_INSTRUÇÕES DO EXERCÍCIO_.
1. Indique todos os países mencionados pelo nome na entrevista.
2. Transcreva o trecho da entrevista que vai de "Quando fui pro" até "todos os sentidos.", inclusive.

_TRECHO DO TEXTO_.

———

Você jogou na Rússia, em Portugal e na Romênia? Isso nunca aconteceu lá fora?

Quando fui pro Lokomotiv, da Rússia, eu era muito jovem. A minha maior preocupação, e da minha família também, era justamente esse lado racial, pela cultura do país e tudo mais. Mas fui surpreendido de uma forma absurda. Eles me acolheram muito bem, nunca tive um problema de racismo. Ao contrário, foi uma situação muito agradável. Dos países onde eu joguei, a Rússia foi o melhor, em todos os sentidos.

E na Europa?

Na Europa também. Quando fui para Portugal, era mais ou menos a mesma cultura daqui, a mesma língua, muitos brasileiros. Não tinha preconceito nenhum, nem por causa do cabelo, da pele ou da religião. O que tinha era um certo ciúme porque nós somos brasileiros. Foi muito prazeroso e proveitoso para mim, também.

———

(Entradas salvas)
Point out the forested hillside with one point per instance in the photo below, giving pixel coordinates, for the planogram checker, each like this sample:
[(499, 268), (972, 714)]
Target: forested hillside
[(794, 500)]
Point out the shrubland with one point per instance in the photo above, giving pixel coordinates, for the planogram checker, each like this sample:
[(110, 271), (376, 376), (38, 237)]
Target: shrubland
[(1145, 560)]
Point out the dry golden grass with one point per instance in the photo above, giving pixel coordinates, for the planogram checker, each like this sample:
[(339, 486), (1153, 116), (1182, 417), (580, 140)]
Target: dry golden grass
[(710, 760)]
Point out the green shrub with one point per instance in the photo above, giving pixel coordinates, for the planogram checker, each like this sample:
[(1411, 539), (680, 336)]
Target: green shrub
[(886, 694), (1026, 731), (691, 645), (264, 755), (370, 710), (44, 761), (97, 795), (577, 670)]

———

_RESULTADOS POR TAREFA_.
1. Rússia, Portugal e Romênia.

2.
Quando fui pro Lokomotiv, da Rússia, eu era muito jovem. A minha maior preocupação, e da minha família também, era justamente esse lado racial, pela cultura do país e tudo mais. Mas fui surpreendido de uma forma absurda. Eles me acolheram muito bem, nunca tive um problema de racismo. Ao contrário, foi uma situação muito agradável. Dos países onde eu joguei, a Rússia foi o melhor, em todos os sentidos.